■ Exercise description: Down to the last word, output the records below, skipping any images.

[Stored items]
= = =

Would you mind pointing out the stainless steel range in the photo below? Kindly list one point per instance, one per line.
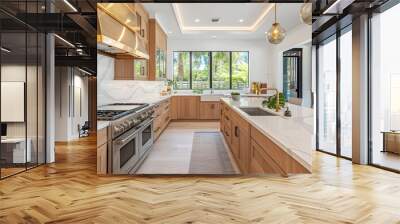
(131, 128)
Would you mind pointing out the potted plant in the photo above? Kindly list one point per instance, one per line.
(235, 96)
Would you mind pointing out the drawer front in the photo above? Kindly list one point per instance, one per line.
(261, 162)
(270, 148)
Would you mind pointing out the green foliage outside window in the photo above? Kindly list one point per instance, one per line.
(223, 72)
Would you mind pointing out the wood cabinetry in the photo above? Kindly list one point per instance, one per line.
(236, 132)
(240, 141)
(254, 152)
(191, 108)
(267, 157)
(162, 117)
(210, 110)
(102, 146)
(188, 107)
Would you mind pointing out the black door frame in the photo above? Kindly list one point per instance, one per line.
(335, 37)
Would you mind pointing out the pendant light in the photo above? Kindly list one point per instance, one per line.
(306, 13)
(276, 34)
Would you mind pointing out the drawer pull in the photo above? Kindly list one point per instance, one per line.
(237, 131)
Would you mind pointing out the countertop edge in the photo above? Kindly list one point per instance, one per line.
(289, 151)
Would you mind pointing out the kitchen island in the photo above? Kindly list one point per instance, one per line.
(268, 144)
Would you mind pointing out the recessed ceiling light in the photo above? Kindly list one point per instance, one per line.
(70, 5)
(215, 20)
(5, 49)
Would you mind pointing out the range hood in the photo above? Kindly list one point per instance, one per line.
(117, 30)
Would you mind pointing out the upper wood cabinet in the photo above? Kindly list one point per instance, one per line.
(157, 51)
(188, 107)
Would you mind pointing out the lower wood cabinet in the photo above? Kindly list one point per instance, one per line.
(267, 157)
(254, 152)
(240, 142)
(188, 107)
(162, 118)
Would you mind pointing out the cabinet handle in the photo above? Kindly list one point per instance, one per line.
(237, 132)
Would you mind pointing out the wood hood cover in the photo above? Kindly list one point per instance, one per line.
(117, 30)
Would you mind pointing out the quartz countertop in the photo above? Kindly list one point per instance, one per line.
(293, 134)
(102, 124)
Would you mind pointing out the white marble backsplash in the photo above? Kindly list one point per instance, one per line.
(122, 91)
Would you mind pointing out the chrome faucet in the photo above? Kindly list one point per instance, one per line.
(277, 106)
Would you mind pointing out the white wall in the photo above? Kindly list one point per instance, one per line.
(259, 53)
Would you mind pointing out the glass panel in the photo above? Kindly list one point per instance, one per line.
(31, 100)
(41, 98)
(327, 97)
(220, 70)
(200, 70)
(160, 65)
(240, 70)
(13, 87)
(140, 69)
(385, 89)
(346, 94)
(181, 70)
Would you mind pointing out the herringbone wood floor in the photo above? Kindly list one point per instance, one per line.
(69, 191)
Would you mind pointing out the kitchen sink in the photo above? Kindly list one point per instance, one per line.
(256, 111)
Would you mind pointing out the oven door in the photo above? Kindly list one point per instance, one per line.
(125, 152)
(146, 136)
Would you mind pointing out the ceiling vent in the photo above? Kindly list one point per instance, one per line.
(215, 20)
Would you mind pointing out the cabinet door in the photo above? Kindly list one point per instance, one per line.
(210, 110)
(235, 140)
(173, 108)
(240, 143)
(188, 107)
(102, 159)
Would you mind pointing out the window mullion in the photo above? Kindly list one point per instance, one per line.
(210, 66)
(230, 69)
(190, 70)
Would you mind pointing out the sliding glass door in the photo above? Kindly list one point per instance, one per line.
(334, 99)
(346, 93)
(326, 99)
(22, 101)
(385, 90)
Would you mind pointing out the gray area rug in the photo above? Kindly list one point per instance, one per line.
(209, 155)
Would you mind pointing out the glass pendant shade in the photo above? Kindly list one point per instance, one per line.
(276, 34)
(306, 14)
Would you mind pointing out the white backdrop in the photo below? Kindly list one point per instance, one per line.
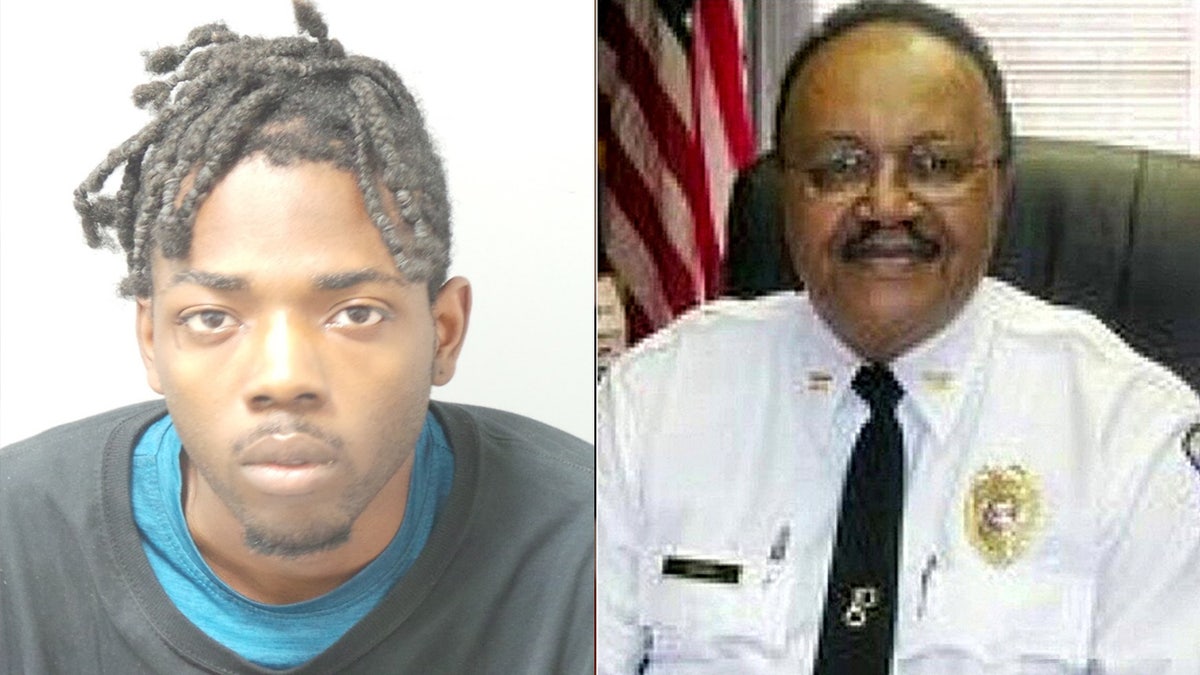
(507, 89)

= = =

■ Reply to the task:
Would you mind pointing out the stainless steel range in the photo below? Kindly list one point per instance, one per line.
(131, 128)
Would you mind pointing out the potted plant in the photo above? Kindly list one point per instance, one per line.
(235, 96)
Would you mind pointing out the drawer front in the photo above? Kindly list one point per instance, one per line.
(261, 162)
(270, 148)
Would you mind pointing out the green foliage outside window in the photo above? Kindly list one point per instance, one per line.
(223, 72)
Would you mind pointing out the wood cabinetry in the photo above? Kindly list one point per instance, one per line.
(236, 132)
(240, 141)
(254, 152)
(191, 108)
(267, 157)
(162, 117)
(210, 110)
(102, 146)
(188, 107)
Would you mind pointing out the black door frame in the photo above? Kindly list one point per instance, one per line.
(335, 37)
Would you mind pointing out the pendant light in the photo above? Kindly list one point per instance, one per line.
(306, 13)
(276, 34)
Would you mind pointing out the drawer pull in the photo above? Kindly list one point per instance, one per line.
(237, 131)
Would you mind pointing out the countertop edge in the photo above? Kindly list one point per instance, one per line.
(289, 151)
Would you mind pointing out the kitchen island in the photo above? Kindly list one point per instance, one per line.
(268, 144)
Would you mind pointing out the recessed ceiling light in the photo above? Kindly list one point per instance, one per line.
(70, 5)
(215, 20)
(5, 49)
Would you mind pointing out the range hood in the photo above? Kindly list one point per instance, one per line.
(117, 30)
Would you mind pointing out the upper wood cabinet in the photo above? Kindly list one point per instance, one per line.
(157, 51)
(188, 107)
Would you mind pointing out the lower wood cabinet in the photo above? Kindly list one point per instance, one per line.
(267, 157)
(254, 152)
(240, 142)
(188, 107)
(162, 118)
Would you mind pointing out the cabinet handle in the photo above? Kindly list one point per instance, one per line.
(237, 132)
Would you mind pointing out the wood hood cover in the photo above? Kindly list one point per instance, one per line.
(117, 30)
Would you mind pointing out the quartz countertop in the photo above? Kindly list one point per instance, one per line.
(293, 134)
(102, 124)
Would you mind pointing out the white marble backsplash in the photo above? Kindly list one point per instance, one per line.
(122, 91)
Would you mind pointing out the chrome faucet in the photo above? Kindly list one point per instance, one per line.
(277, 106)
Would you mind pointing out the white wall in the photo above? Kindly list one point per instance, one per line.
(259, 53)
Would you mind pointing out the glass panel in the photo above? Kindly list one point per instance, one per line.
(31, 100)
(41, 98)
(327, 97)
(220, 70)
(200, 70)
(160, 65)
(240, 70)
(13, 87)
(140, 69)
(385, 89)
(346, 94)
(181, 70)
Would you mind pointing out the herringbone wood floor in the photo above? Kindly list one point per instance, one per line.
(69, 191)
Would you mind pointing out the kitchen sink in the photo above? Kindly list one point per instance, one per line.
(256, 111)
Would you mind pointing out the oven door in the photo above? Kindly list one point per instance, one per line.
(125, 152)
(146, 136)
Would you mind pointing out the ceiling vent in the photo above? Kindly list one point per instance, one per line.
(215, 20)
Would you mind pointing out the cabinet door in the photo above? Kindly list one point per instance, one per line.
(210, 110)
(235, 140)
(173, 108)
(240, 143)
(188, 107)
(102, 159)
Would you mind pointing out the window mullion in the photo above? Kindly list one point per instance, one per line.
(210, 66)
(230, 69)
(190, 70)
Would you mind pointing out the sliding glass door in the photo above? Kindly list one point per instance, one per line.
(334, 99)
(346, 93)
(326, 99)
(22, 101)
(385, 90)
Would you mind pointing out the gray area rug in the photo above? Kindly list one point per instance, one per line.
(209, 155)
Would you mind pointing out the glass pendant shade in the photo above? Kindly list one point per instance, one per line.
(276, 34)
(306, 14)
Would you mind pointing out the white backdrop in the photo below? Kindly list one point per instance, one per line.
(507, 89)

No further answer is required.